Gefährlicher 14-Jähriger saß wegen mutmaßlichen Mordversuchs in U-Haft
Auf Anordnung eines Richters kam der 14-Jährige wegen des dringenden Tatverdachts in Untersuchungshaft. Dort soll er mehrfach durch Körperverletzungen aufgefallen sein. Weiblichen Justizangestellten habe er an die Brust gegriffen, er soll sich auch mehrfach entblößt haben. Doch Anfang Juni hat eine Jugendrichterin den Jungen von dem Vorwurf freigesprochen, ein versuchtes Tötungsdelikt an dem Gleichaltrigen begangen zu haben. Der Hauptbelastungszeuge war als unglaubwürdig eingestuft worden. Allerdings hat die Staatsanwaltschaft nach dem Urteil Revision eingelegt.
Nach seiner Entlassung ist der Junge offenbar durch seltsames Verhalten gegenüber Kindern aufgefallen. So wurde er dabei beobachtet, wie er sich an den warmen Tagen an Planschbecken aufhielt, in denen kleine Kinder nackt badeten. Im Supermarkt nahm er angeblich Waren mit Abbildungen von Kindern an sich, um diese intensiv abzulecken. Erwachsene habe er mit der Frage verstört, warum man Kinder nicht entführen dürfe.

Aufgabe 1:
Beantworte diese Fragen zum Auszug:
(a) Auf wessen Anordnung kam der 14-Jährige in Untersuchungshaft?
(b) Als was war der Hauptbelastungszeuge eingestuft worden?
(c) Was hat die Staatsanwaltschaft nach dem Urteil getan?

Angezeigte Datensätze:

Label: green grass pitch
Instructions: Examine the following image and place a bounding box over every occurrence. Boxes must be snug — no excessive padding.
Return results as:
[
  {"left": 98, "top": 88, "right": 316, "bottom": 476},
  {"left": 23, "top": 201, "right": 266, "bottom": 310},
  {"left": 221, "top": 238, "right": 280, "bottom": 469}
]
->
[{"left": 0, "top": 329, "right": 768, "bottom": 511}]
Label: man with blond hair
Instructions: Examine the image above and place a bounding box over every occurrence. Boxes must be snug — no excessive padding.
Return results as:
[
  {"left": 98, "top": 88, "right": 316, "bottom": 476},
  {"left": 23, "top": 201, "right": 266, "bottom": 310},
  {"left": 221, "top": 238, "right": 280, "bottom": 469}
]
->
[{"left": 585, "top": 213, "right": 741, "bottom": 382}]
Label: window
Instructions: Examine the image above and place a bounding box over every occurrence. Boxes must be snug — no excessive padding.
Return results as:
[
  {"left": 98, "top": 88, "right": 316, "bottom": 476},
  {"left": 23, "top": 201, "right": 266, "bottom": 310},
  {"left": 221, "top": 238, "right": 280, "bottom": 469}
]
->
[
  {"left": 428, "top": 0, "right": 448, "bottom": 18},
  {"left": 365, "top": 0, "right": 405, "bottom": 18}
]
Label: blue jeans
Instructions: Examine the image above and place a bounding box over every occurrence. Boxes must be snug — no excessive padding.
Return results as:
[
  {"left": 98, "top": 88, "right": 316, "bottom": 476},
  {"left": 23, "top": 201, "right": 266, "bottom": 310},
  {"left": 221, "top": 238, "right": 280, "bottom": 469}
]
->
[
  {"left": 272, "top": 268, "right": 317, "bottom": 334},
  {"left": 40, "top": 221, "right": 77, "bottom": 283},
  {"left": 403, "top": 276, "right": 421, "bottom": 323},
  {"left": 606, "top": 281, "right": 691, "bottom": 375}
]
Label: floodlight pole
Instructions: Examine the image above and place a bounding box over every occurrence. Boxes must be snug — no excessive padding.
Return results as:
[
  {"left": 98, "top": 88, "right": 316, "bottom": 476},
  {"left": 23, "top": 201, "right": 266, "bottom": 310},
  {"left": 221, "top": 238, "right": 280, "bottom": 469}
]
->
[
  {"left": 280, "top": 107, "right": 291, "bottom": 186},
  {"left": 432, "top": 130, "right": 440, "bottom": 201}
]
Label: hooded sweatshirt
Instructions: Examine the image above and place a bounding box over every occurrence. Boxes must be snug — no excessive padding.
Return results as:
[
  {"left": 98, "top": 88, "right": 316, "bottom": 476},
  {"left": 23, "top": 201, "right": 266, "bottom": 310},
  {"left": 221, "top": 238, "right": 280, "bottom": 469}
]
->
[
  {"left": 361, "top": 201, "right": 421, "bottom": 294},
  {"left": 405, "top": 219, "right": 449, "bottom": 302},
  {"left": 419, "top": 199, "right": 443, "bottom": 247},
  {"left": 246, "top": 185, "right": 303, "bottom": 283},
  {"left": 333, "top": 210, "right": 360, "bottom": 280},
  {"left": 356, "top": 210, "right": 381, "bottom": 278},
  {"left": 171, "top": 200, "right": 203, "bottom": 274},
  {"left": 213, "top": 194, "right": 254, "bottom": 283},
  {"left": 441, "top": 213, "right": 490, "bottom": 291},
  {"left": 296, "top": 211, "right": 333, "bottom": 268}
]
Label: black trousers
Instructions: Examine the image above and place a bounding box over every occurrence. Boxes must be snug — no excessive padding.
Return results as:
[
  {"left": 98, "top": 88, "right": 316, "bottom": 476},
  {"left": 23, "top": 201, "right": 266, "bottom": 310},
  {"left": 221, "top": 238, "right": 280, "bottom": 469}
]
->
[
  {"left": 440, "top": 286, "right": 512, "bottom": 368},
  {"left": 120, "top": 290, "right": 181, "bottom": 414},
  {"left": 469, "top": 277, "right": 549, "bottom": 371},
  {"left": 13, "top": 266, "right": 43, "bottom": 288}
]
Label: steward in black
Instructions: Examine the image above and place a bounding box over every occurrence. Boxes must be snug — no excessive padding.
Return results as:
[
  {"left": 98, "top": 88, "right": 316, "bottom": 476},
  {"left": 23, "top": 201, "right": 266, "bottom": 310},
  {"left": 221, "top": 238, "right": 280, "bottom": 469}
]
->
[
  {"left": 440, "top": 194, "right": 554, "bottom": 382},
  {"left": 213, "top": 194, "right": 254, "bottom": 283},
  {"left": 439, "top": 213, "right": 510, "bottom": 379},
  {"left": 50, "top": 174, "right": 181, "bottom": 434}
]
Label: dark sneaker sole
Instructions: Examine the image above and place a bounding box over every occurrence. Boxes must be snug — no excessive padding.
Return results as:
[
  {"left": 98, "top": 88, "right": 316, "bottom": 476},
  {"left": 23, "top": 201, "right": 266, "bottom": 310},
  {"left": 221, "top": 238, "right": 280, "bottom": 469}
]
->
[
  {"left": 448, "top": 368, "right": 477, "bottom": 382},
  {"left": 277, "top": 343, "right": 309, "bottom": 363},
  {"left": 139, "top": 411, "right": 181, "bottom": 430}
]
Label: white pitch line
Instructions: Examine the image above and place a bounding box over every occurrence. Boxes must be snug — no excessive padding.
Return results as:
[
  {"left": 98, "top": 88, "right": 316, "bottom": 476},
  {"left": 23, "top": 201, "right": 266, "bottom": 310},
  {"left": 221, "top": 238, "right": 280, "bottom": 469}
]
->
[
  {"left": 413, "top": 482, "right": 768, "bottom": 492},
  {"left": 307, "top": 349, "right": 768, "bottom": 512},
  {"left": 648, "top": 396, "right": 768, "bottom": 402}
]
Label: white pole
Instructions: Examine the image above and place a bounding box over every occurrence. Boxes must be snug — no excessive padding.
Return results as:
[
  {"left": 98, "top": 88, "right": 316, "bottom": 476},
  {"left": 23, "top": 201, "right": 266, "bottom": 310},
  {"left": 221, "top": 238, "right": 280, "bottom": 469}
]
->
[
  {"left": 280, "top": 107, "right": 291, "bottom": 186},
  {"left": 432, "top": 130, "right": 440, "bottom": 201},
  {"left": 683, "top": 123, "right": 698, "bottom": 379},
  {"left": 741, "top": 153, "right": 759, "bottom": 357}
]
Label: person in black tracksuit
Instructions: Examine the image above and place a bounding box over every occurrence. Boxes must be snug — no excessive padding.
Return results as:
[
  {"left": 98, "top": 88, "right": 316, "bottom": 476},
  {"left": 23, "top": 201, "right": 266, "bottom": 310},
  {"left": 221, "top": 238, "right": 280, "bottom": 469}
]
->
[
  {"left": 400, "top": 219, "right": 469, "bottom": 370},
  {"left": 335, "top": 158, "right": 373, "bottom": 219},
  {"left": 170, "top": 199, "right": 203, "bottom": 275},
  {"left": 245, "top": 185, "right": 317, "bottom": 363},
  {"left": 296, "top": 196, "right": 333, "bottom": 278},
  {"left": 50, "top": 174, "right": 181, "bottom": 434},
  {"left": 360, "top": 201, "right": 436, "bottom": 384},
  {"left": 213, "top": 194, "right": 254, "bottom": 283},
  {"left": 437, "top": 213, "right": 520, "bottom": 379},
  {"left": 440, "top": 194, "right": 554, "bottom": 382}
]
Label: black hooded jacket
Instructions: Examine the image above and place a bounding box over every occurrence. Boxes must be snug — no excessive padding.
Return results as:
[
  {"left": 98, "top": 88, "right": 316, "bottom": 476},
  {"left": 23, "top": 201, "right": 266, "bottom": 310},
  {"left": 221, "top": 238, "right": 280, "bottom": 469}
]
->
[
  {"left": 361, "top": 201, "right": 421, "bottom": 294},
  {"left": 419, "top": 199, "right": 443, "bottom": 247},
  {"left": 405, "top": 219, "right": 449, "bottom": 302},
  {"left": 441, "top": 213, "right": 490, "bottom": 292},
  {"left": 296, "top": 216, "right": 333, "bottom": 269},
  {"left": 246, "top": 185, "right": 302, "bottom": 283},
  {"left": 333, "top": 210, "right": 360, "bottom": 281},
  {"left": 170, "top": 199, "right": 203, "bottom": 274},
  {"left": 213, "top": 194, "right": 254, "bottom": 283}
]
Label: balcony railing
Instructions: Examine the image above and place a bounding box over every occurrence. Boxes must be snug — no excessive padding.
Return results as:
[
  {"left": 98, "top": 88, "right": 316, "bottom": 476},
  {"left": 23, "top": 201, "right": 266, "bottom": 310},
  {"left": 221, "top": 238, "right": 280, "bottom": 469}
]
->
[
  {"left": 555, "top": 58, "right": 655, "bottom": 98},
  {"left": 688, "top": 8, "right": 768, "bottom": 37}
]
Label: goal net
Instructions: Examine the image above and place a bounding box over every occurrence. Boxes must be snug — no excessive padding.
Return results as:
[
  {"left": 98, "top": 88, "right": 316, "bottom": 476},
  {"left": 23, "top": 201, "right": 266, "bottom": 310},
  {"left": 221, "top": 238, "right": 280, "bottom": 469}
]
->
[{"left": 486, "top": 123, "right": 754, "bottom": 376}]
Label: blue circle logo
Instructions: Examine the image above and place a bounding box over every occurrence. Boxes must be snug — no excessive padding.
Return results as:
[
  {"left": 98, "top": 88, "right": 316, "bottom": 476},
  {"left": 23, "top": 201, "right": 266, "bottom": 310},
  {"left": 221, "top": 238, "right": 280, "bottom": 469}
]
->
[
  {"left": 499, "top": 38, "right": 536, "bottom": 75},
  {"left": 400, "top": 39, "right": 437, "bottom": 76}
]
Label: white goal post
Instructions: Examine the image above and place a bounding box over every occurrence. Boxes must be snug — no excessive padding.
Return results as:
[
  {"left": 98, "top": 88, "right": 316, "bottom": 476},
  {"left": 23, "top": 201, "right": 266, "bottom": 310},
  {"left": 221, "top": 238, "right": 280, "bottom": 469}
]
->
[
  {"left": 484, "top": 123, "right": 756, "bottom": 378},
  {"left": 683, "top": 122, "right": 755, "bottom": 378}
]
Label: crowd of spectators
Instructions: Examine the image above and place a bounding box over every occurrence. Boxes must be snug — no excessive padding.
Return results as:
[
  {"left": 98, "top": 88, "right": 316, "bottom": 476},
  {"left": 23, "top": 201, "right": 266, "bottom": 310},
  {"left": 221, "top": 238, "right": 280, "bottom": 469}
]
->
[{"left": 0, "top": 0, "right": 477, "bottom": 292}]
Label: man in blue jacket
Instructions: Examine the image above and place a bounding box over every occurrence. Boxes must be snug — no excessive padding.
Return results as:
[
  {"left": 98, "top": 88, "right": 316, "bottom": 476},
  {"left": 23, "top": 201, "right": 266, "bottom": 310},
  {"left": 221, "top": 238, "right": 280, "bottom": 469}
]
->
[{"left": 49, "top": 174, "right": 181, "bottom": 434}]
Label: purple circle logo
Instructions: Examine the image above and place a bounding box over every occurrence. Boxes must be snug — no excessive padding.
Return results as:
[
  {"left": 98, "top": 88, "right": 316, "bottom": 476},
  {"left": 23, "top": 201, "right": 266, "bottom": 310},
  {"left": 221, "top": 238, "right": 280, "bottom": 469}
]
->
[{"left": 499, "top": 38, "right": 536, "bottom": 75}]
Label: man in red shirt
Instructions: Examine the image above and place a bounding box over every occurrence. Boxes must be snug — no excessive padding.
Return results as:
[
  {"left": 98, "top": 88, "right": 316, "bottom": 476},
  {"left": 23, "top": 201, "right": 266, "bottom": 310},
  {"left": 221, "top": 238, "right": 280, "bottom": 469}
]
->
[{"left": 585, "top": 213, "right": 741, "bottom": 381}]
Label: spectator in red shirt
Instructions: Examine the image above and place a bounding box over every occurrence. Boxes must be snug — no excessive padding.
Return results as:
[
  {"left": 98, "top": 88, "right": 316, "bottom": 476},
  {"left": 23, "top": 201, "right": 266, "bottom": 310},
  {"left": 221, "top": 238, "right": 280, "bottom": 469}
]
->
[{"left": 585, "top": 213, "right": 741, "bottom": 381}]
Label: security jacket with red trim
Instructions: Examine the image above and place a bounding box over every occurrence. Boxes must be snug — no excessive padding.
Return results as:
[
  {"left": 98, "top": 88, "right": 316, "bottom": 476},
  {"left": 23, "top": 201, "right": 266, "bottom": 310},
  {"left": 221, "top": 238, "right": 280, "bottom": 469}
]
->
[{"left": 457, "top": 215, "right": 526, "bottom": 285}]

Aufgabe 2:
Zieh jede Zeile der Datensätze heraus, in der die Zeichenfolge „hooded“ vorkommt. Achte dabei auf Groß- und Kleinschreibung.

Ergebnis 1:
(a) Auf Anordnung eines Richters.
(b) Als unglaubwürdig.
(c) Sie hat Revision eingelegt.

Ergebnis 2:
Label: hooded sweatshirt
Label: black hooded jacket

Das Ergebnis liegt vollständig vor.